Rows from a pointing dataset
● ● ●
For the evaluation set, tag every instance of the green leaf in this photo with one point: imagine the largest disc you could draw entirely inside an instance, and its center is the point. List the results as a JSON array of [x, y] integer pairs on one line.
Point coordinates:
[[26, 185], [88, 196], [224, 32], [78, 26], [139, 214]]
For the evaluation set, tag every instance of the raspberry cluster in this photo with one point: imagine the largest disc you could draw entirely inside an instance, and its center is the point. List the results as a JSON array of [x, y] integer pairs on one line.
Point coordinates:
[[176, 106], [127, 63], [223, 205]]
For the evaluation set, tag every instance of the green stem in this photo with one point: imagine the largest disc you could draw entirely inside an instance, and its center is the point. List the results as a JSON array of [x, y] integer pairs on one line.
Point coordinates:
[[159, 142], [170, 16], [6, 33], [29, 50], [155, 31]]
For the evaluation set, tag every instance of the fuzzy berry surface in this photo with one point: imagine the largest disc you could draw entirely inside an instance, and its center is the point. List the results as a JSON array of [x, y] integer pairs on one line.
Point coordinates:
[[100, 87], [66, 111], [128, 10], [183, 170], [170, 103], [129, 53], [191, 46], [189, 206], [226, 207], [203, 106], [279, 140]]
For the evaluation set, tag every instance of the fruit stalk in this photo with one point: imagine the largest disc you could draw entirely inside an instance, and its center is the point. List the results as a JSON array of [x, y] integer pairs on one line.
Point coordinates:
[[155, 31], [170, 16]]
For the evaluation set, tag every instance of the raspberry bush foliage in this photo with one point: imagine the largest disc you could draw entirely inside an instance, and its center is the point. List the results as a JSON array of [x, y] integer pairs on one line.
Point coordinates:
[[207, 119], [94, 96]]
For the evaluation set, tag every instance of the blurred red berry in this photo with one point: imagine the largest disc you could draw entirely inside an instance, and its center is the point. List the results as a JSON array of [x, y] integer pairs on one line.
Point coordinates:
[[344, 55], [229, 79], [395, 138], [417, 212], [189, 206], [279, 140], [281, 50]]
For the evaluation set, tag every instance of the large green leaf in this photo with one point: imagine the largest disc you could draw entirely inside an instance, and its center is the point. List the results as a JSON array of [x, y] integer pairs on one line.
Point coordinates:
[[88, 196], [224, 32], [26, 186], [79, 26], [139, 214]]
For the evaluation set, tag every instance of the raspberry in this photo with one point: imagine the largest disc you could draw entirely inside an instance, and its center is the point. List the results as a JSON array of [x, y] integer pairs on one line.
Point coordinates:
● ● ●
_Short problem:_ Rewrite every row above, substituting "test set" for "evaluation set" wherever it occurs and leaving everything else unchanged.

_Correct response:_
For the test set, tag every instance of the green leaf in this photo with one point: imagine the largest disc you could draw entirely inside an instance, and its center is the point. List the results as a JSON array of [x, y] integer pairs on one line.
Point coordinates:
[[26, 185], [88, 196], [224, 32], [78, 26], [139, 214]]
For the test set, tag every instance of the raspberry cluster in this photo with one point: imagine the largest disc you could draw entirely inside an instance, and its center is the point. List the results as a JSON array of [x, y] integer pairs on one line.
Point coordinates:
[[176, 106], [127, 63], [223, 205]]
For the test set, tag every instance of the green stem in this photo with one point: imagine the largest disc you could draw entirely inside an instance, and its center is the point. List the results as a JSON array of [x, y] integer pairs on one line.
Point coordinates:
[[159, 142], [170, 16], [6, 33], [29, 50], [155, 31]]
For the test set, tag every instance of the fuzzy berry surface in this photo with one point: imagine the largest disc you could draw entirely inside an instance, and its center is the point. List the results as a JSON array of [x, y] integer pairs on one line.
Point coordinates:
[[100, 87], [66, 111], [128, 10], [183, 170], [170, 103], [129, 53], [191, 46], [189, 206], [226, 207], [203, 106], [279, 140]]
For the test set, tag every instance of the fruit stalk in this photo with one point: imagine the largest disc you could draw entirely inside an instance, and its center is the point. List the results as a JSON array of [x, y] integer pairs on one line.
Point coordinates:
[[155, 31], [170, 16]]
For the test set, tag every instance of the raspberry bush foliage in this photo with one point: imagine the largest disc you could draw entirely inside an instance, and its center is the point. List the results as a JSON array of [x, y] integer pairs on one line.
Point coordinates:
[[207, 119], [94, 96]]
For the test set, tag every instance of the blurred red berry in this photo with one point: imagine the largest disc you could draw entirely inside an instance, and its center is the point. List the results as a JSON array of [x, y] integer pairs on one line.
Point coordinates:
[[344, 55], [229, 79], [395, 138], [417, 212], [189, 206], [279, 140], [281, 50]]
For the test set, tag every instance of the large green leaf in this photo with one point: imagine the largest disc you could draw entirely inside an instance, and its center is the point. List the results as a JSON array of [x, y] integer pairs on one line.
Point coordinates:
[[88, 196], [224, 32], [26, 186], [79, 26], [139, 214]]
For the test set, tag every instance of the raspberry in this photo with one point: imagine the largest disc you could draw entirely inside an instance, and its center is the point. List the results as a JSON array of [x, y] integer pairs on one line.
Point coordinates:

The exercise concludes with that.